*Task directions:* Write out precisely the lines beginning with the line that contains "Guideline: the keypoint for each instance of the paint" and ending with the last line of the entries, and no other lines.

________________________

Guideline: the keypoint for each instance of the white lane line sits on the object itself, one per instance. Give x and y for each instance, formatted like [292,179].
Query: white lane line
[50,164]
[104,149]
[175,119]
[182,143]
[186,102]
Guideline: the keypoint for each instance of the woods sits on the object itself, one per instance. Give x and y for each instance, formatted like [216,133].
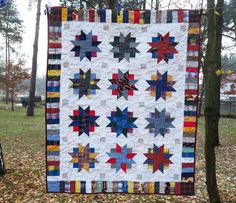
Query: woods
[219,24]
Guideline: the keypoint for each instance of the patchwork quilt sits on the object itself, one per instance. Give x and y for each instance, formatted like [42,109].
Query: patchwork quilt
[122,90]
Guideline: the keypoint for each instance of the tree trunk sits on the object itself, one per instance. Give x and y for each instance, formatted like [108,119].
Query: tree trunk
[144,5]
[218,47]
[157,5]
[12,99]
[100,4]
[210,78]
[7,62]
[200,99]
[30,109]
[2,166]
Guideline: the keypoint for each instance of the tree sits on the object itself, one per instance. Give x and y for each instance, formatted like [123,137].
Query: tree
[211,84]
[30,108]
[218,57]
[11,30]
[2,166]
[13,76]
[230,20]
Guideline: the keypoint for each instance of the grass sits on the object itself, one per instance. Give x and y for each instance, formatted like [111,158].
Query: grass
[22,131]
[23,140]
[227,129]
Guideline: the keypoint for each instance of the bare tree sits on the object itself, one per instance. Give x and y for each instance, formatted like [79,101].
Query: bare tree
[211,123]
[30,109]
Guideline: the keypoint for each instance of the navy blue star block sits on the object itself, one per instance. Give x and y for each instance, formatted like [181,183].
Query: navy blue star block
[161,85]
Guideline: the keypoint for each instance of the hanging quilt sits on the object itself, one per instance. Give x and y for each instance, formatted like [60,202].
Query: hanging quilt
[122,90]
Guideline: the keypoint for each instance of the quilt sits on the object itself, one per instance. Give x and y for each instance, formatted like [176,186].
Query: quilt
[121,101]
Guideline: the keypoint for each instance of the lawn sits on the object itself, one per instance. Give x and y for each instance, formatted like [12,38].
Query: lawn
[23,141]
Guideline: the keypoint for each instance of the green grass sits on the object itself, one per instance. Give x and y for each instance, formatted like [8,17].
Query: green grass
[22,131]
[227,129]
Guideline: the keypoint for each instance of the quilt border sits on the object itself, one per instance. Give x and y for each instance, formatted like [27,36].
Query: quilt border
[56,15]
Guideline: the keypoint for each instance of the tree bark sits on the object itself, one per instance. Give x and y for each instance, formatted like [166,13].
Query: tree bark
[7,61]
[2,166]
[144,5]
[100,2]
[30,109]
[210,78]
[218,47]
[200,99]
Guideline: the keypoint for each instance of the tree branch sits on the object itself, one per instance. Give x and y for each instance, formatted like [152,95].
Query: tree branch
[233,38]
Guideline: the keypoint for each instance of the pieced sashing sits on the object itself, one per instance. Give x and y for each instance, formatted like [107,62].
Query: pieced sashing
[121,101]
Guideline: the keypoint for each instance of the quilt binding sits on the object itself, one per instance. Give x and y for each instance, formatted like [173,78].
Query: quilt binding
[57,15]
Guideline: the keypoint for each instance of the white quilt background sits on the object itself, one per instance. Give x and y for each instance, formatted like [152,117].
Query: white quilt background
[103,102]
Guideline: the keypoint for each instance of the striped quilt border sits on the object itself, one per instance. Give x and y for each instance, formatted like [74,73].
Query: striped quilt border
[56,16]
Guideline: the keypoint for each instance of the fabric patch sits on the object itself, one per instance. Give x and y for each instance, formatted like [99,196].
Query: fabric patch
[84,83]
[83,157]
[84,120]
[163,47]
[124,47]
[122,122]
[121,158]
[114,123]
[158,158]
[123,84]
[159,122]
[161,86]
[86,45]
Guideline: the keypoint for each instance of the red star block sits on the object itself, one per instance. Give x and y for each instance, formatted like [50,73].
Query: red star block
[163,47]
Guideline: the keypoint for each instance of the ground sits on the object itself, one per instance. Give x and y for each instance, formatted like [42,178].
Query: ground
[23,142]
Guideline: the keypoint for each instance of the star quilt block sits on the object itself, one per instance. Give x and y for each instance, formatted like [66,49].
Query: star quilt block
[121,101]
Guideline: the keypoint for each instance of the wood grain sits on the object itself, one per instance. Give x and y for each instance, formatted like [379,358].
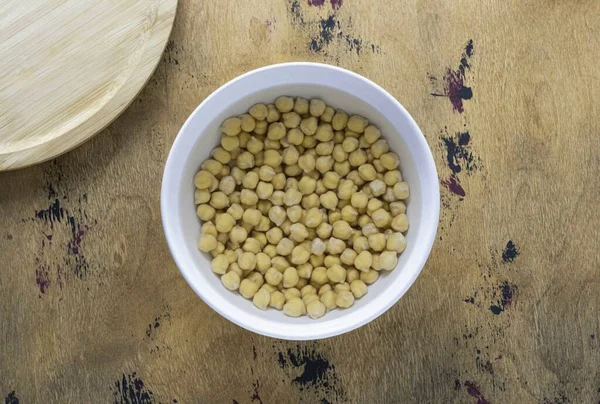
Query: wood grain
[68,68]
[94,309]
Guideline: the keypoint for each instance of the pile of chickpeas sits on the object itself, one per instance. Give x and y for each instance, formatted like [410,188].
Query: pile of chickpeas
[302,206]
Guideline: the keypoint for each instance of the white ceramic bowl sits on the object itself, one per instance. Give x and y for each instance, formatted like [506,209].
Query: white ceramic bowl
[341,89]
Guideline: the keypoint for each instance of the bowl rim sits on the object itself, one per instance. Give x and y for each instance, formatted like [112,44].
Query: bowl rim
[426,241]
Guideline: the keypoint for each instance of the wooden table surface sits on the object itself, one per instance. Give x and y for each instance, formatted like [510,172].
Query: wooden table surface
[94,310]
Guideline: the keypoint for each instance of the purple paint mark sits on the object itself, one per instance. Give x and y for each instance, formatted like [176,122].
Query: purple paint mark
[42,276]
[336,4]
[473,391]
[11,398]
[458,152]
[317,372]
[510,252]
[507,293]
[131,390]
[255,395]
[454,86]
[453,185]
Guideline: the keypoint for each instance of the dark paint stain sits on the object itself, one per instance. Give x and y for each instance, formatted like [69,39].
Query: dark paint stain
[154,325]
[510,252]
[131,390]
[473,391]
[459,154]
[507,292]
[336,4]
[56,219]
[316,371]
[454,86]
[42,276]
[453,185]
[255,395]
[11,398]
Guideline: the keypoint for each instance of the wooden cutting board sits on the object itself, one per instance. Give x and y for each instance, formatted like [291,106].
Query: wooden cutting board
[70,67]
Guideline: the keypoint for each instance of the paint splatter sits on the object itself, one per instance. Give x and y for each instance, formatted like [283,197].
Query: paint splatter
[336,4]
[131,390]
[473,391]
[453,185]
[57,223]
[507,292]
[510,252]
[11,398]
[454,81]
[42,276]
[154,325]
[459,158]
[317,373]
[459,154]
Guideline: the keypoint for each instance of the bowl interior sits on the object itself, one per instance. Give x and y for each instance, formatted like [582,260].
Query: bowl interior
[200,134]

________________________

*Output below:*
Guideline: the keypoint for each instance of the paint splatter sits on the object itself, one per instance. Give x and y for each instance, formatted like [283,197].
Query: paint splatter
[336,4]
[131,390]
[473,391]
[453,185]
[57,223]
[507,292]
[510,252]
[11,398]
[454,81]
[42,276]
[154,325]
[459,158]
[317,373]
[459,154]
Guideline: the keypoint for each instance of the bowl interior sits on the object itself, one per instance. Give x and y for each instance, formatted like [582,260].
Query: bowl interior
[200,134]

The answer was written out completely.